Which lines in the records below contain the string "brick"? Copy each of them.

Records from a dataset
---
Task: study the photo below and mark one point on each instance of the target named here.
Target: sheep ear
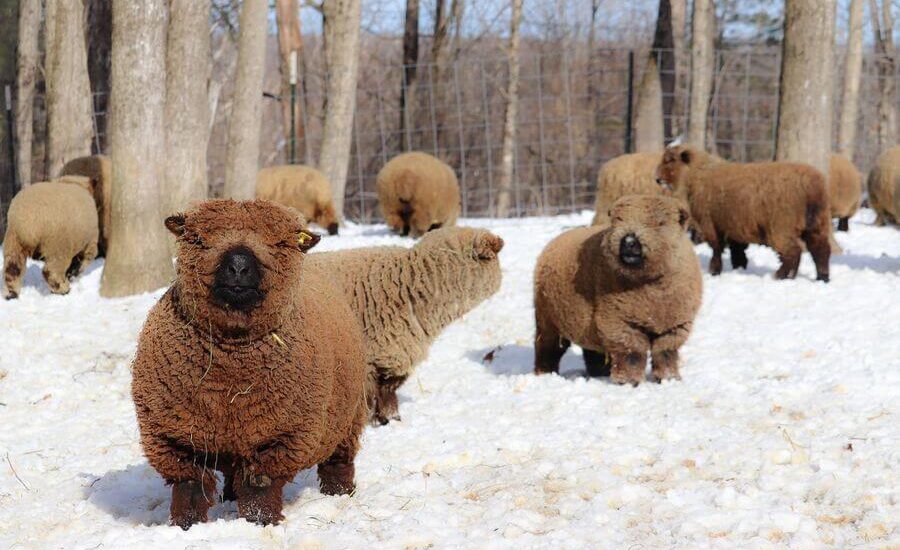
(175, 224)
(307, 239)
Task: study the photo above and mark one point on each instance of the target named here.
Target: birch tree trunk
(187, 78)
(137, 256)
(703, 22)
(26, 77)
(70, 125)
(852, 74)
(289, 40)
(507, 154)
(242, 157)
(342, 19)
(805, 105)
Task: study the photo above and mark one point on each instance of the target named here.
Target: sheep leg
(191, 500)
(259, 498)
(596, 363)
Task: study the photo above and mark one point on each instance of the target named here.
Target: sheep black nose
(630, 251)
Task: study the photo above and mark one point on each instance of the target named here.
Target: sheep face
(675, 163)
(643, 233)
(237, 264)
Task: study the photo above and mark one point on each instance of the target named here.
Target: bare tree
(703, 33)
(507, 153)
(342, 61)
(410, 61)
(26, 77)
(805, 105)
(852, 74)
(886, 63)
(137, 257)
(187, 76)
(242, 160)
(290, 46)
(70, 125)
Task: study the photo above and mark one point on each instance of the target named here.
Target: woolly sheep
(55, 221)
(302, 188)
(418, 193)
(620, 291)
(249, 364)
(404, 298)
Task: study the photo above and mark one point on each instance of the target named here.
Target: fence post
(629, 108)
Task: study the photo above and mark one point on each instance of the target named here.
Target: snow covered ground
(783, 433)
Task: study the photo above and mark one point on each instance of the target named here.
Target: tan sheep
(302, 188)
(405, 297)
(418, 193)
(779, 204)
(882, 183)
(844, 190)
(55, 221)
(624, 290)
(633, 174)
(99, 169)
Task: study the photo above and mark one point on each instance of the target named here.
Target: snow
(782, 434)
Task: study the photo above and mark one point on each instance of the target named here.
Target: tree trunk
(242, 159)
(507, 154)
(885, 61)
(664, 54)
(342, 19)
(99, 48)
(648, 118)
(410, 60)
(805, 105)
(187, 76)
(852, 74)
(70, 125)
(28, 61)
(137, 257)
(290, 40)
(703, 22)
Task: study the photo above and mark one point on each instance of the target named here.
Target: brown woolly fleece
(55, 221)
(258, 395)
(633, 174)
(404, 298)
(418, 193)
(586, 294)
(883, 184)
(302, 188)
(779, 204)
(844, 190)
(99, 169)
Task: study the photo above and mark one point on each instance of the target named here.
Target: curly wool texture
(302, 188)
(883, 185)
(417, 193)
(99, 169)
(583, 294)
(404, 298)
(56, 221)
(270, 392)
(844, 187)
(633, 174)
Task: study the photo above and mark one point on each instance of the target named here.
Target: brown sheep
(633, 174)
(249, 364)
(99, 169)
(844, 190)
(621, 291)
(779, 204)
(883, 182)
(55, 221)
(405, 297)
(302, 188)
(418, 193)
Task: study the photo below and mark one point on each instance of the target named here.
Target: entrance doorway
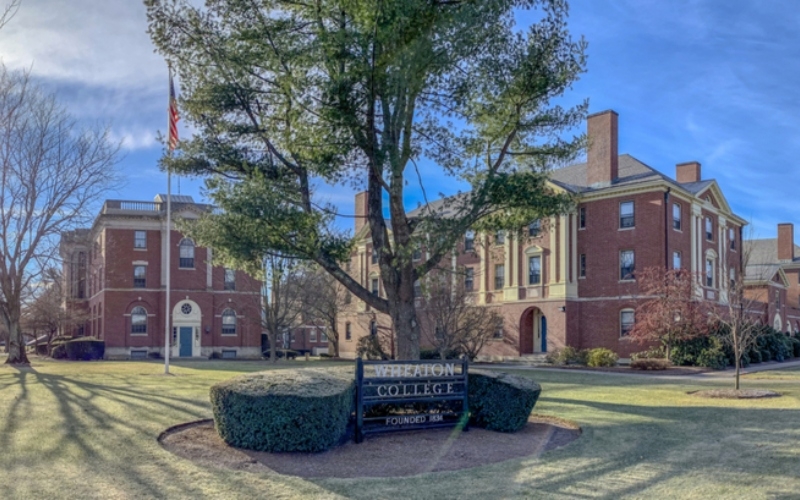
(185, 341)
(533, 332)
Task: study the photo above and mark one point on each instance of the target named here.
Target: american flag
(173, 116)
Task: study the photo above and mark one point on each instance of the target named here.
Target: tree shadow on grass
(627, 450)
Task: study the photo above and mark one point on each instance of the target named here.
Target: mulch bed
(385, 455)
(734, 394)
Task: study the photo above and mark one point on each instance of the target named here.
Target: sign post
(405, 395)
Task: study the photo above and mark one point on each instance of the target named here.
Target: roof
(762, 258)
(630, 171)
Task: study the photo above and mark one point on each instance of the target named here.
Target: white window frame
(623, 331)
(136, 240)
(629, 276)
(632, 216)
(679, 221)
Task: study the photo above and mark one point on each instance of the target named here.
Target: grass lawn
(88, 430)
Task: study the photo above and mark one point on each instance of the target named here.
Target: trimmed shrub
(796, 347)
(501, 402)
(287, 410)
(281, 353)
(650, 364)
(652, 353)
(85, 349)
(601, 356)
(713, 358)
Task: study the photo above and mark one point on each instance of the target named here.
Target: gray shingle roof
(631, 171)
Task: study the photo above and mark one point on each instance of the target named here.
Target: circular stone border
(736, 394)
(397, 454)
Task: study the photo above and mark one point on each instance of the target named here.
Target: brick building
(571, 279)
(115, 271)
(772, 279)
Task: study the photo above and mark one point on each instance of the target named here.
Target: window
(534, 228)
(626, 265)
(626, 218)
(534, 270)
(469, 279)
(139, 239)
(499, 330)
(139, 276)
(228, 322)
(230, 279)
(469, 241)
(139, 320)
(499, 276)
(626, 322)
(186, 254)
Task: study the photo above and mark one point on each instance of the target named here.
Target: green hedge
(85, 349)
(284, 410)
(501, 402)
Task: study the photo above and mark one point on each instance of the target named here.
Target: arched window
(186, 254)
(229, 322)
(139, 320)
(626, 322)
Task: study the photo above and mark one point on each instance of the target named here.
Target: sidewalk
(711, 375)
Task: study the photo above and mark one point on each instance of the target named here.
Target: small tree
(451, 321)
(46, 314)
(738, 320)
(322, 298)
(51, 174)
(672, 312)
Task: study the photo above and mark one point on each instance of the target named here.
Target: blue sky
(697, 80)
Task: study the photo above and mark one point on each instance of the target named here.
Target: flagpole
(168, 309)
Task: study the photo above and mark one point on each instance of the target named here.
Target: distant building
(116, 272)
(571, 280)
(772, 279)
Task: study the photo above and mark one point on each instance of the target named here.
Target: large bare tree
(51, 173)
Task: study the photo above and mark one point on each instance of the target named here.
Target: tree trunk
(404, 320)
(16, 343)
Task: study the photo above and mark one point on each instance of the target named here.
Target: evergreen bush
(284, 410)
(601, 356)
(85, 349)
(501, 402)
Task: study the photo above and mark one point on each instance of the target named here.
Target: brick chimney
(361, 210)
(786, 241)
(603, 155)
(687, 172)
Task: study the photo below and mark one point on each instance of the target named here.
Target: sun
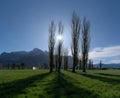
---
▶ [TASK RESPONSE]
Target: brick building
Target: brick chimney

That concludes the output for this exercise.